**Set exercise:**
Update the records below by replacing "drop a dot on" with "place a point on" everywhere it appears, keeping everything else the same.

**Data to use:**
________________________________________

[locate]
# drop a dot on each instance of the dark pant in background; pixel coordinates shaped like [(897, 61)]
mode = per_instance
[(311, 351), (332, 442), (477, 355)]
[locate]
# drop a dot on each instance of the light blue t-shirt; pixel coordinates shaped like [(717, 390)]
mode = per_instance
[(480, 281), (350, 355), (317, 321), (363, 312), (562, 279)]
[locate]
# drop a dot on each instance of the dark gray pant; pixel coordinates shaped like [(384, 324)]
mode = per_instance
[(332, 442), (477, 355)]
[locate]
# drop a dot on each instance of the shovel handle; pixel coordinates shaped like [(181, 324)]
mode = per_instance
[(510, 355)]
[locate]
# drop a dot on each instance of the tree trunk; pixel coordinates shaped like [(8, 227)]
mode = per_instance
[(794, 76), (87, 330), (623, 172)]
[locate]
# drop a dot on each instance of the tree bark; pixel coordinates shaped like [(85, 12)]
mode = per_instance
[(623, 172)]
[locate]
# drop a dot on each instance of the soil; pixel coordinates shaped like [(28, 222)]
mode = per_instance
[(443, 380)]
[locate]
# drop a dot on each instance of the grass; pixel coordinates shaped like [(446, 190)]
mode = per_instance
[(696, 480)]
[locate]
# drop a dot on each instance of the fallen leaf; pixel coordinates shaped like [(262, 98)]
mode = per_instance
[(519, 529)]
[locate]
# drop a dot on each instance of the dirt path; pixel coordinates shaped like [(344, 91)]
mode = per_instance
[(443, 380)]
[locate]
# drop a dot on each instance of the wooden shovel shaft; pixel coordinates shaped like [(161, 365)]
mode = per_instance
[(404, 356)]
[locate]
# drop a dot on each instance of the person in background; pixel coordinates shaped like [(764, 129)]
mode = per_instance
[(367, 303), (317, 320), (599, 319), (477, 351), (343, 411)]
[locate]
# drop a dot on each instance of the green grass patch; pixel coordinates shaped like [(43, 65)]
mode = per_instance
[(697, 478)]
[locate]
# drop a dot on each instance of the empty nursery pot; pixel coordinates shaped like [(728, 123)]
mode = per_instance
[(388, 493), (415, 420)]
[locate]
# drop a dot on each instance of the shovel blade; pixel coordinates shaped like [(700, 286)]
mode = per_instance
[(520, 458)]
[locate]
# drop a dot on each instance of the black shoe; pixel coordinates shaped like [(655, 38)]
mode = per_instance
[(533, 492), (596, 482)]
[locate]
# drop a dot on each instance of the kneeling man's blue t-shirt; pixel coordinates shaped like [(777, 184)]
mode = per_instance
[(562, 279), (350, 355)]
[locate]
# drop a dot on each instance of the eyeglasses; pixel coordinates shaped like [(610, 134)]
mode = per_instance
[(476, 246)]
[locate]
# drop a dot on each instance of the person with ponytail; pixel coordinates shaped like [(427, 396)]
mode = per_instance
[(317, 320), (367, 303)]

________________________________________

**Problem solution:**
[locate]
# place a point on each instance of the dark pant in background; pixel coordinates shaped like [(897, 61)]
mode = per_instance
[(311, 351), (332, 442), (477, 355)]
[locate]
# place a point on each instance of the light blue t-shirt; pixel coordinates shaped like [(717, 390)]
mode = per_instance
[(480, 281), (350, 355), (317, 321), (363, 312), (562, 279)]
[locate]
# place a point on each instance of the dark gray pant; pixel coordinates shaped like [(384, 324)]
mode = per_instance
[(332, 442), (477, 355)]
[locate]
# place a point on each instance of the shovel handle; pixel coordinates shaped like [(181, 324)]
mode = per_instance
[(510, 355)]
[locate]
# place a point on each instance of the tree trunk; pixel coordinates shaped like [(8, 227)]
mode = per_instance
[(794, 76), (87, 330), (623, 172)]
[locate]
# place a point on each instance of the tree bark; pixel coordinates shaped like [(85, 12)]
mode = per_instance
[(623, 172)]
[locate]
# place a point on each instance of the soil; pixel coordinates shaped like [(28, 222)]
mode = per_instance
[(443, 380)]
[locate]
# place a point on each instance of the grass; pixel coordinates shaped like [(446, 190)]
mode = per_instance
[(696, 480)]
[locate]
# place a point on each instance of the fallen leaf; pixel coordinates shaped like [(262, 98)]
mode = per_instance
[(519, 529)]
[locate]
# place a point on each instance of the dirt path; pixel coordinates shaped like [(344, 91)]
mode = per_instance
[(443, 380)]
[locate]
# place a point on each instance of the wooden shovel shaft; pixel coordinates shaped like [(161, 365)]
mode = per_instance
[(404, 356)]
[locate]
# place a point on each instance of the person in background; pixel coordinates shaped like [(764, 129)]
mode = per_instance
[(367, 303), (317, 320), (599, 319), (477, 351), (343, 411)]
[locate]
# place a point on each instance of the green grass patch; pixel coordinates shaped like [(43, 65)]
mode = per_instance
[(697, 478)]
[locate]
# place a point on each instance of the empty nursery pot; pixel coordinates shaped like [(728, 123)]
mode = per_instance
[(388, 493), (415, 420)]
[locate]
# place a point on each instance of the shovel blade; pixel coordinates shaped like [(700, 286)]
mode = per_instance
[(520, 458)]
[locate]
# place a point on each instance of the black shoe; pixel coordinates shaped like [(655, 38)]
mode = per_instance
[(533, 492), (596, 482)]
[locate]
# place a point on each instance of the kneeling man's blue t-shirt; pixel coordinates shaped like [(777, 184)]
mode = per_instance
[(562, 279), (350, 355)]
[locate]
# place a point on each instance of the eyeglasses; pixel coordinates shaped like [(610, 134)]
mode = per_instance
[(476, 246)]
[locate]
# place a point on each instance of the person with ponytail; pixel coordinates shaped like [(427, 396)]
mode = per_instance
[(317, 320), (367, 303)]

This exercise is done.